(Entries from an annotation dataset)

########################################

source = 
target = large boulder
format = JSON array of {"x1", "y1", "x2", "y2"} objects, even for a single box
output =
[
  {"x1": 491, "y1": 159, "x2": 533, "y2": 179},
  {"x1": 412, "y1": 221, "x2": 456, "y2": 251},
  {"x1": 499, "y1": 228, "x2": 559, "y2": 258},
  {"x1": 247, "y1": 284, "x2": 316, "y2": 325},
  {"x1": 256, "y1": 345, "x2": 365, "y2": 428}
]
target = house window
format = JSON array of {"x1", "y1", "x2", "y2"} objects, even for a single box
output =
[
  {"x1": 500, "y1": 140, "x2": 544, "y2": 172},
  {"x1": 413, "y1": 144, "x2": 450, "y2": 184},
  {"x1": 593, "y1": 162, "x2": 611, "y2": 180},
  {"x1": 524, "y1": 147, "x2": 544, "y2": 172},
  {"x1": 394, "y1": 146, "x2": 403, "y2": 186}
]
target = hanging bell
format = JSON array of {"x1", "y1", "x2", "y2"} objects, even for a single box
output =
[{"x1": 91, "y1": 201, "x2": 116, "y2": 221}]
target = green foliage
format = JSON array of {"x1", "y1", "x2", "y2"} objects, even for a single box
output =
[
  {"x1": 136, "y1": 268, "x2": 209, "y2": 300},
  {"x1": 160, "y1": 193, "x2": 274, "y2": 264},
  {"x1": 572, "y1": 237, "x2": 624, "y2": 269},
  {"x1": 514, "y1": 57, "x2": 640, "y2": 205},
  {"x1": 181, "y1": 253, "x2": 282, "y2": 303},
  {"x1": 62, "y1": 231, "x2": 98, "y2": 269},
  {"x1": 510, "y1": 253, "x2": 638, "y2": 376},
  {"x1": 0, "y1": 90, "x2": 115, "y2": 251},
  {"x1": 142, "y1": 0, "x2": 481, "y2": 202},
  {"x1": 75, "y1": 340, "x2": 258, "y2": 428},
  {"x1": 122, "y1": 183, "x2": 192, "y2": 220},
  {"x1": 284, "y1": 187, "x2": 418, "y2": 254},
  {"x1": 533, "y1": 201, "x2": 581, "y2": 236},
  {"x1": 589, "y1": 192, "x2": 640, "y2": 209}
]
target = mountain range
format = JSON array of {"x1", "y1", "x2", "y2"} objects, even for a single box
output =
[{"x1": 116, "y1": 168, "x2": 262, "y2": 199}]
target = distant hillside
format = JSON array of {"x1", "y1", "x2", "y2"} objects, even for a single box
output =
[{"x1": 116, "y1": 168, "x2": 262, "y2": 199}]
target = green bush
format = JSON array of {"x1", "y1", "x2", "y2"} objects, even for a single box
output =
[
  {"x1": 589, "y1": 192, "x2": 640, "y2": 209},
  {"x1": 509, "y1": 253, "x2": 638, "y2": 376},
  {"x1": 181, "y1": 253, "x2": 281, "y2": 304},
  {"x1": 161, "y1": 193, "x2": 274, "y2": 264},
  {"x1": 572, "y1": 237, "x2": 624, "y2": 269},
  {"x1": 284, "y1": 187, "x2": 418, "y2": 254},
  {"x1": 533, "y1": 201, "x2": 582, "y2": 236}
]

########################################

Rewrite all the lines above, replacing every "green" with "leafy" and leaving the rest unchanged.

Result of the exercise
source = 
target = large boulder
format = JSON array of {"x1", "y1", "x2", "y2"} objects, even for a single box
output =
[
  {"x1": 491, "y1": 159, "x2": 533, "y2": 179},
  {"x1": 412, "y1": 221, "x2": 456, "y2": 251},
  {"x1": 499, "y1": 228, "x2": 559, "y2": 258},
  {"x1": 247, "y1": 284, "x2": 316, "y2": 325},
  {"x1": 256, "y1": 345, "x2": 365, "y2": 428}
]
target = house window
format = JSON array of {"x1", "y1", "x2", "y2"} objects, even for a single box
output =
[
  {"x1": 500, "y1": 140, "x2": 544, "y2": 172},
  {"x1": 413, "y1": 144, "x2": 450, "y2": 184},
  {"x1": 593, "y1": 162, "x2": 611, "y2": 180},
  {"x1": 524, "y1": 147, "x2": 544, "y2": 172},
  {"x1": 394, "y1": 146, "x2": 403, "y2": 186}
]
target = hanging bell
format = JSON array of {"x1", "y1", "x2", "y2"} objects, even for a single box
output =
[{"x1": 91, "y1": 201, "x2": 116, "y2": 221}]
target = leafy foliage
format = JSON array of {"x1", "y1", "x2", "y2"} objects, even for a single box
output =
[
  {"x1": 136, "y1": 268, "x2": 209, "y2": 300},
  {"x1": 160, "y1": 193, "x2": 274, "y2": 264},
  {"x1": 572, "y1": 237, "x2": 624, "y2": 269},
  {"x1": 514, "y1": 57, "x2": 640, "y2": 205},
  {"x1": 181, "y1": 253, "x2": 282, "y2": 303},
  {"x1": 62, "y1": 231, "x2": 98, "y2": 269},
  {"x1": 510, "y1": 253, "x2": 638, "y2": 376},
  {"x1": 0, "y1": 90, "x2": 115, "y2": 251},
  {"x1": 142, "y1": 0, "x2": 481, "y2": 202},
  {"x1": 75, "y1": 340, "x2": 258, "y2": 428},
  {"x1": 122, "y1": 183, "x2": 192, "y2": 220},
  {"x1": 284, "y1": 187, "x2": 418, "y2": 254},
  {"x1": 533, "y1": 201, "x2": 581, "y2": 236},
  {"x1": 589, "y1": 192, "x2": 640, "y2": 209}
]
target = mountain range
format = JSON array of {"x1", "y1", "x2", "y2"} objects, even for a single box
output =
[{"x1": 116, "y1": 168, "x2": 262, "y2": 199}]
target = distant hillside
format = JSON array of {"x1", "y1", "x2", "y2"} objects, even for a single box
output =
[{"x1": 116, "y1": 168, "x2": 262, "y2": 199}]
target = leafy bush
format = JSON array of {"x1", "y1", "x2", "y2"} objects, even for a single box
output =
[
  {"x1": 589, "y1": 192, "x2": 640, "y2": 209},
  {"x1": 509, "y1": 253, "x2": 638, "y2": 376},
  {"x1": 181, "y1": 253, "x2": 281, "y2": 304},
  {"x1": 161, "y1": 193, "x2": 274, "y2": 264},
  {"x1": 572, "y1": 237, "x2": 624, "y2": 269},
  {"x1": 284, "y1": 187, "x2": 418, "y2": 254},
  {"x1": 533, "y1": 201, "x2": 582, "y2": 236}
]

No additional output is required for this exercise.